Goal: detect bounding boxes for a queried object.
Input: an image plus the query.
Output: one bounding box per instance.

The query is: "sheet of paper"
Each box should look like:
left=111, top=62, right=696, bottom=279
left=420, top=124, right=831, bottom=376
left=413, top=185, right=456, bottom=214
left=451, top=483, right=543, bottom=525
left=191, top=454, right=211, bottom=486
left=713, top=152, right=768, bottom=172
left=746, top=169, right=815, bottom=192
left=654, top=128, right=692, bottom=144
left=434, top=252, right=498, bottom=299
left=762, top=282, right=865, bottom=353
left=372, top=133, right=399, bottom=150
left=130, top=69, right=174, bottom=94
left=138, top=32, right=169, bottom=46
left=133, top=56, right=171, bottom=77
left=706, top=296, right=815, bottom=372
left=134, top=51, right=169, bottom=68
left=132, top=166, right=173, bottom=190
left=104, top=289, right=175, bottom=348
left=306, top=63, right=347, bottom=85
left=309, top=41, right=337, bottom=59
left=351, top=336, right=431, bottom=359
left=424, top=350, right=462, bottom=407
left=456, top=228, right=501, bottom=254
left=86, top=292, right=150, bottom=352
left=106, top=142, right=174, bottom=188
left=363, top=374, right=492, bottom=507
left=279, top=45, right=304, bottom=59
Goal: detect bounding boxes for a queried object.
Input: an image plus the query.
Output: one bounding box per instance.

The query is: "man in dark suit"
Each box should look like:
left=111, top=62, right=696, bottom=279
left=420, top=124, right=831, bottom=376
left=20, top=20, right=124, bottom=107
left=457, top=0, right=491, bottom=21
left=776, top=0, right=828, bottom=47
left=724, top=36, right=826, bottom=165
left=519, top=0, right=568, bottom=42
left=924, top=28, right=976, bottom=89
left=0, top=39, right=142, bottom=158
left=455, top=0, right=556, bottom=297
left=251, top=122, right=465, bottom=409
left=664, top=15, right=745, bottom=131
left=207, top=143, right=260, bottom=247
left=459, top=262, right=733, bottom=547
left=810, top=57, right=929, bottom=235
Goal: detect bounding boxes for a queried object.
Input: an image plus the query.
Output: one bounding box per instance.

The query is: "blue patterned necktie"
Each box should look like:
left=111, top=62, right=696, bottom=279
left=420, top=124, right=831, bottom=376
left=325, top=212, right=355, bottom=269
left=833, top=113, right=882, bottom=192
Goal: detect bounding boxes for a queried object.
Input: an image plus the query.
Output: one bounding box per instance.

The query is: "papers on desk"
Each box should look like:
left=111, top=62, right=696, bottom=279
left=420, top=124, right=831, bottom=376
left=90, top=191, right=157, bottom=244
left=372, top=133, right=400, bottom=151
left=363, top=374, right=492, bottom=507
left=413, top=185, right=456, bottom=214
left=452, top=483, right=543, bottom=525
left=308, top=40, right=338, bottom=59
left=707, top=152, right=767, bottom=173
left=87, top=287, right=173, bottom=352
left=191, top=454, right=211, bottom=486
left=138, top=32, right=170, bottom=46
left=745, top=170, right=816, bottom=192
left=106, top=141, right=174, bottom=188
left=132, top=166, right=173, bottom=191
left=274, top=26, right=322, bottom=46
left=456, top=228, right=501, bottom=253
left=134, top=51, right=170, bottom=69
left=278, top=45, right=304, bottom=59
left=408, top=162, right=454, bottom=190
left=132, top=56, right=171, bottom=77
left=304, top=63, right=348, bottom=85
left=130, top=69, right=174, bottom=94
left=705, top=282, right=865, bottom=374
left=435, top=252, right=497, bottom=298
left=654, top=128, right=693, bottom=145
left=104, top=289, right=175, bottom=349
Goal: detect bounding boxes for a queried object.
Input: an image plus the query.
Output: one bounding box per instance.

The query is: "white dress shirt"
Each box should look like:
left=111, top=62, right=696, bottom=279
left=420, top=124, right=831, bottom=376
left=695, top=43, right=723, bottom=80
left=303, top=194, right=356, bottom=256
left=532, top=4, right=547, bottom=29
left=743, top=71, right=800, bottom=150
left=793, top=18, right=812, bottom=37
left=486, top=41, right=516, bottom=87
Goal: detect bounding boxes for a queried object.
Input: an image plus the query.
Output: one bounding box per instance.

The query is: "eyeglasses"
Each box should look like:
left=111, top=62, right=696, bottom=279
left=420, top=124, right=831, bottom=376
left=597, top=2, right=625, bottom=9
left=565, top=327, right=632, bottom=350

---

◆ **Work item**
Would you please give all of the entries above once more, exactly as they are?

◆ **Answer box**
Goal: detect bounding boxes for a queried object.
Input: an image plus the query.
Output: one bounding box per instance.

The query is: "sheet of paper"
Each box should look like:
left=111, top=62, right=696, bottom=279
left=420, top=124, right=831, bottom=376
left=413, top=185, right=456, bottom=214
left=451, top=483, right=543, bottom=525
left=191, top=454, right=211, bottom=486
left=713, top=152, right=768, bottom=172
left=746, top=169, right=815, bottom=192
left=654, top=128, right=692, bottom=144
left=434, top=252, right=498, bottom=299
left=762, top=282, right=865, bottom=353
left=372, top=133, right=399, bottom=150
left=130, top=69, right=174, bottom=94
left=138, top=32, right=169, bottom=46
left=133, top=56, right=171, bottom=77
left=706, top=296, right=815, bottom=372
left=134, top=51, right=169, bottom=68
left=132, top=166, right=173, bottom=190
left=104, top=289, right=175, bottom=348
left=306, top=63, right=347, bottom=85
left=309, top=41, right=337, bottom=59
left=351, top=336, right=431, bottom=359
left=424, top=350, right=462, bottom=407
left=456, top=228, right=501, bottom=254
left=86, top=292, right=150, bottom=352
left=106, top=142, right=174, bottom=188
left=363, top=374, right=492, bottom=507
left=279, top=45, right=304, bottom=59
Goal: detect bounding boxes for a queried object.
Input: an image plus the query.
Output: one bounding box per instance.

The query is: "man in dark suit"
Each box should look like:
left=111, top=62, right=696, bottom=279
left=420, top=124, right=831, bottom=376
left=20, top=20, right=124, bottom=107
left=457, top=0, right=491, bottom=21
left=776, top=0, right=828, bottom=47
left=724, top=36, right=826, bottom=165
left=519, top=0, right=568, bottom=42
left=924, top=28, right=976, bottom=89
left=0, top=39, right=142, bottom=158
left=455, top=0, right=556, bottom=297
left=251, top=122, right=465, bottom=409
left=664, top=15, right=745, bottom=131
left=207, top=143, right=260, bottom=247
left=459, top=262, right=733, bottom=547
left=810, top=57, right=929, bottom=235
Goal: detect bounding boxes for a queried object.
Input: an image plus the query.
Output: one bounding box per instance.

The query is: "blue patterned necktie"
Each box should look like:
left=111, top=62, right=696, bottom=279
left=420, top=124, right=831, bottom=376
left=325, top=212, right=355, bottom=269
left=833, top=113, right=882, bottom=192
Goal: detect bounding boxes for a queried object.
Input: an image plus the query.
Output: one bounding box per instance.

The query is: "papers on desk"
Each box should look like:
left=111, top=62, right=696, bottom=279
left=420, top=124, right=831, bottom=376
left=90, top=191, right=157, bottom=244
left=372, top=133, right=400, bottom=151
left=363, top=374, right=492, bottom=507
left=413, top=185, right=456, bottom=214
left=452, top=483, right=543, bottom=525
left=308, top=40, right=338, bottom=59
left=707, top=152, right=767, bottom=173
left=87, top=287, right=173, bottom=352
left=191, top=454, right=211, bottom=486
left=138, top=32, right=170, bottom=46
left=745, top=170, right=816, bottom=192
left=106, top=141, right=174, bottom=188
left=132, top=166, right=173, bottom=191
left=274, top=26, right=322, bottom=46
left=456, top=228, right=501, bottom=253
left=134, top=51, right=170, bottom=69
left=278, top=45, right=304, bottom=59
left=408, top=162, right=454, bottom=190
left=132, top=56, right=171, bottom=77
left=304, top=63, right=348, bottom=85
left=130, top=69, right=174, bottom=94
left=705, top=282, right=865, bottom=374
left=435, top=252, right=497, bottom=298
left=654, top=128, right=693, bottom=145
left=104, top=289, right=175, bottom=349
Goal: detect bounding boxes for a queried object.
Input: an image plus the query.
Output: one bounding box per instance.

The query is: "white dress shirt"
Each box should look like:
left=111, top=62, right=696, bottom=279
left=420, top=124, right=831, bottom=376
left=695, top=43, right=723, bottom=80
left=303, top=194, right=356, bottom=256
left=532, top=4, right=547, bottom=29
left=743, top=71, right=800, bottom=150
left=793, top=18, right=812, bottom=37
left=486, top=41, right=516, bottom=87
Goal: detect bounding boxes for a queried object.
Input: an image plus the query.
Output: one bounding box per instance.

The query is: "eyeglasses"
Each box should look like:
left=111, top=62, right=696, bottom=279
left=420, top=124, right=831, bottom=376
left=597, top=2, right=625, bottom=9
left=565, top=327, right=632, bottom=350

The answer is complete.